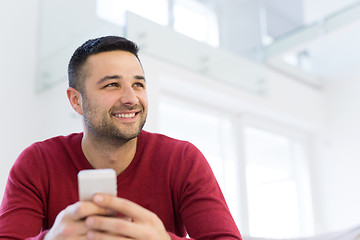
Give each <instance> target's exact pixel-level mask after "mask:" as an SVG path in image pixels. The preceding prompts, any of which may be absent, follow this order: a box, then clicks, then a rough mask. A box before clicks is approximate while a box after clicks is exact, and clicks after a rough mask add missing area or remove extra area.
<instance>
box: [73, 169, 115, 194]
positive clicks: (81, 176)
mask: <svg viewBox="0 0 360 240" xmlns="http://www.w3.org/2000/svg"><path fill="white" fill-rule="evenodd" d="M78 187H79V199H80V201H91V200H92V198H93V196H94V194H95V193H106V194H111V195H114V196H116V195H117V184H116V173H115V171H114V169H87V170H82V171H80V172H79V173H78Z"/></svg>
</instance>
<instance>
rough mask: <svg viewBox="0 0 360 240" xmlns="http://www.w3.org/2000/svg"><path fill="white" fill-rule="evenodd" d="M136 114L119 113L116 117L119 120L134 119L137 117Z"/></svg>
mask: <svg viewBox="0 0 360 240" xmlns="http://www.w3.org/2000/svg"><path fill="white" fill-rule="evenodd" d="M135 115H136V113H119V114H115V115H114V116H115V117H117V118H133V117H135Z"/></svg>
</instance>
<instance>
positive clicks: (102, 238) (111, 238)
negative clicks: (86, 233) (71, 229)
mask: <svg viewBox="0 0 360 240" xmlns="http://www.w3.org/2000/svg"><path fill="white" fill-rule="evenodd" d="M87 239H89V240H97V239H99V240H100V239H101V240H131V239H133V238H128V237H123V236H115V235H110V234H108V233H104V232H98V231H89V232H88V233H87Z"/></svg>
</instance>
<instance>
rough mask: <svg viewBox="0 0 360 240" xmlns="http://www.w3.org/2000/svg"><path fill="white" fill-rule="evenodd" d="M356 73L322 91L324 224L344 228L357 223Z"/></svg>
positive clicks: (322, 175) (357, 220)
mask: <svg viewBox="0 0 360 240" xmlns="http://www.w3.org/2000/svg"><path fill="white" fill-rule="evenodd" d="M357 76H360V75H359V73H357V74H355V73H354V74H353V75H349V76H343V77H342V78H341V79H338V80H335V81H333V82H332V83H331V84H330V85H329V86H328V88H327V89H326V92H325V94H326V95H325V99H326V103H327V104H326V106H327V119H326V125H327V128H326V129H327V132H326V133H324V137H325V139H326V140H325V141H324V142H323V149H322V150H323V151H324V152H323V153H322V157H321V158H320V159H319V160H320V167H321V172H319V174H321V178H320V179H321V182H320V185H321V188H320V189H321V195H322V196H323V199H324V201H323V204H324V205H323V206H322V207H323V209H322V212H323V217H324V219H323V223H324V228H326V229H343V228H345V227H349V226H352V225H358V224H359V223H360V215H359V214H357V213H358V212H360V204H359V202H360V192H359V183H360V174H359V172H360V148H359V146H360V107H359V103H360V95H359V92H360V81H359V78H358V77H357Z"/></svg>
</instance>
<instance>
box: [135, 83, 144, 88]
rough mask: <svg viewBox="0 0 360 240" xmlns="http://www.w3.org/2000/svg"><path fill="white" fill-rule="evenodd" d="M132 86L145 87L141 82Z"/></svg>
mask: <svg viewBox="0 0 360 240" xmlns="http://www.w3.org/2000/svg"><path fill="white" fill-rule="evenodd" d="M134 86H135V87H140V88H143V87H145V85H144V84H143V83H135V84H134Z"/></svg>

-=-=-

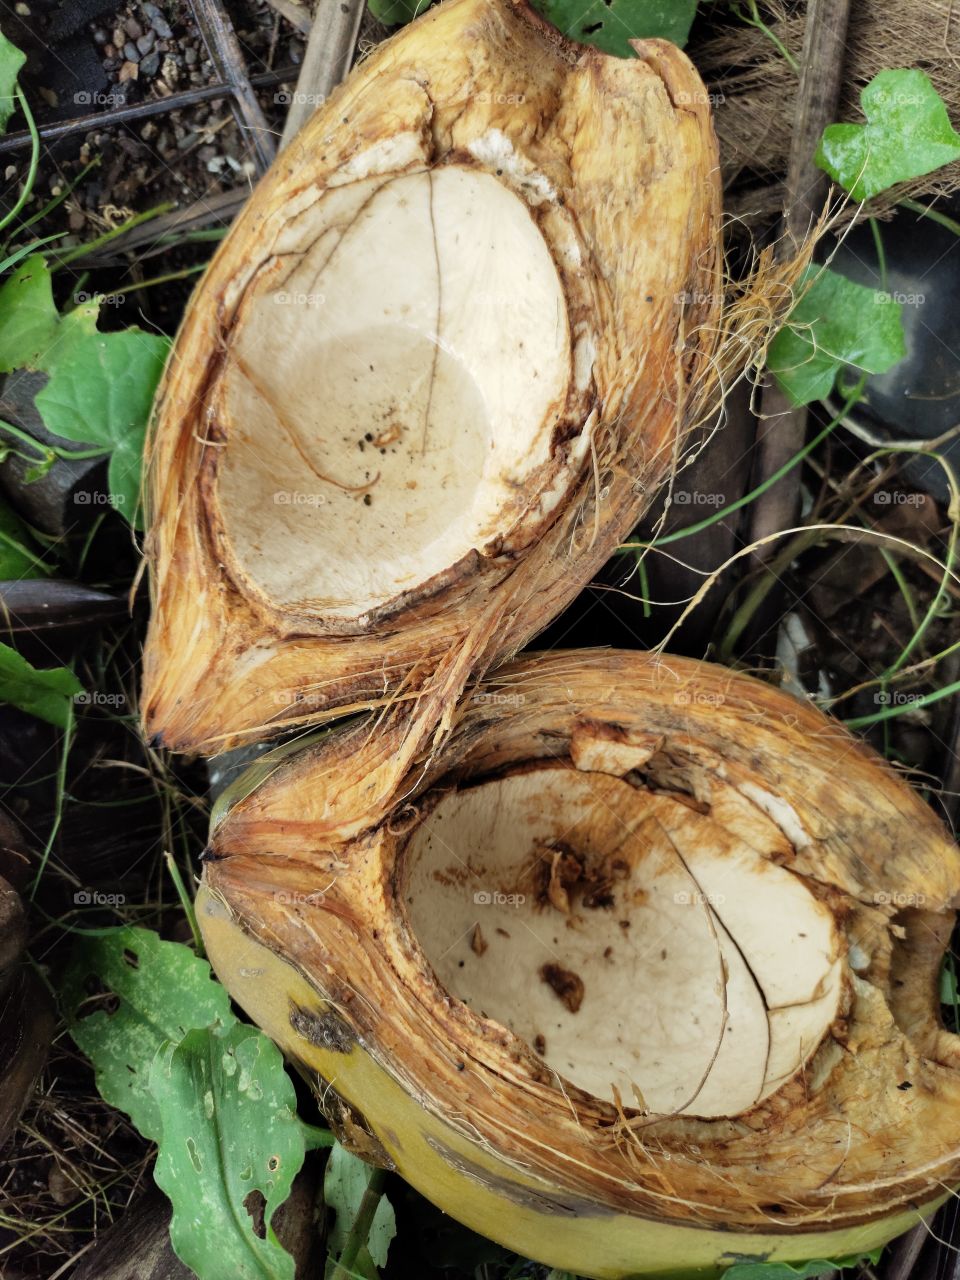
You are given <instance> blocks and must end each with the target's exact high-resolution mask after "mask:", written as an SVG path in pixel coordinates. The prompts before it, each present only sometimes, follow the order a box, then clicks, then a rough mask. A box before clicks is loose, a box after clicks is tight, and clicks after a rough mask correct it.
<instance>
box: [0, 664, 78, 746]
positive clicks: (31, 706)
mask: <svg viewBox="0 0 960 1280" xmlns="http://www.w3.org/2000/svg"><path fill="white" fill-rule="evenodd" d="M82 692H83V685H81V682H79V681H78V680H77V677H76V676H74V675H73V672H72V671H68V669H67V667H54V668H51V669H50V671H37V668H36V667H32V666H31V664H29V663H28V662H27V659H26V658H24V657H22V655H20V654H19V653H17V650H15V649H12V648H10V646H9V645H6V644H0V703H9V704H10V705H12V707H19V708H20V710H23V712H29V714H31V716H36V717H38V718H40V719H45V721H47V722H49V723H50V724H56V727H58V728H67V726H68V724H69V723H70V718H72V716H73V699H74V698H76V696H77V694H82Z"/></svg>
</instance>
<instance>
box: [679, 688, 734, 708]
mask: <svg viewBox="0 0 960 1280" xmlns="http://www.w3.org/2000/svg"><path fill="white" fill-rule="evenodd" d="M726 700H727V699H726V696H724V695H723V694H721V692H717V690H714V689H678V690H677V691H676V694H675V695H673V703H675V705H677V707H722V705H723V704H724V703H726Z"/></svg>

-=-=-

*Work required*: Look through the data above and return exactly the lines from the one that contains "Give each <instance>" to the one that contains "box: [73, 169, 115, 194]", inclusive, with nothing else.

*Completed task*:
Give each <instance> target's exact pixel-level mask after "mask:" as an SVG path in image pixels. The preceding prompts, any of which may be absent, follow this order: a box, then clicks, then a rough mask. A box before clicks is approximate while a box after clicks is exact, and clicks after a rough mask add missing area or remove extra area.
<instance>
box: [73, 169, 115, 194]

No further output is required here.